Quién no ha comprado en el exterior por unos pocos dólares o euros camisas, vestidos u otra vestimenta? ¿Por qué se paga tan poco por productos que en nuestro país tienen un valor absolutamente mayor?

Cuando en Estados Unidos o Europa se ofrece mercadería textil y de buena calidad a precios irrisorios subyace una historia de esclavitud laboral, miseria estructural y lo peor de la condición humana.

En un impactante informe periodístico difundido hace unos días por la televisión pública alemana, la Deutsche Welle, un equipo de periodistas viajó a Bangladesh para entender por qué productos textiles fabricados en ese país inundan los negocios alemanes a precios tan bajos.

Un poco de historia. Bangladesh, luego de la partición del subcontinente indio entre Pakistán y la India en 1947, se estableció como una provincia pakistaní del este, separada por 1.600 kilómetros de territorio indio. Recién en 1971 logró su independencia y hoy es un Estado soberano de 156 millones de habitantes, mayormente de religión musulmana. En el mismo año de su nacimiento como nación independiente, recibió la solidaridad mundial a través del mítico «Concierto para Bangladesh» organizado en el Madison Square Garden de Nueva York por George Harrison para recaudar fondos para el país. Fue el primer show benéfico de ese tipo del que participaron también Bob Dylan, Eric Clapton, Ringo Starr y otras estrellas del rock.

* **Consigna**: Por favor, vuelve a escribir sin ningún cambio el pasaje del texto sobre los textiles de Bangladesh que va desde "Quién no ha" hasta "valor absolutamente mayor?". Las líneas que siguen proceden de una fuente distinta.

* **Datos de origen**:

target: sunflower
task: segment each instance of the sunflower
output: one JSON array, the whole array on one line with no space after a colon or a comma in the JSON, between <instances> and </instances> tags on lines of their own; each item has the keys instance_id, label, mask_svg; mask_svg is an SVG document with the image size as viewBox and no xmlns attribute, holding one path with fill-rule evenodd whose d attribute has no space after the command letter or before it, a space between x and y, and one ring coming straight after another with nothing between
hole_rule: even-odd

* **Respuesta**:
Quién no ha comprado en el exterior por unos pocos dólares o euros camisas, vestidos u otra vestimenta? ¿Por qué se paga tan poco por productos que en nuestro país tienen un valor absolutamente mayor?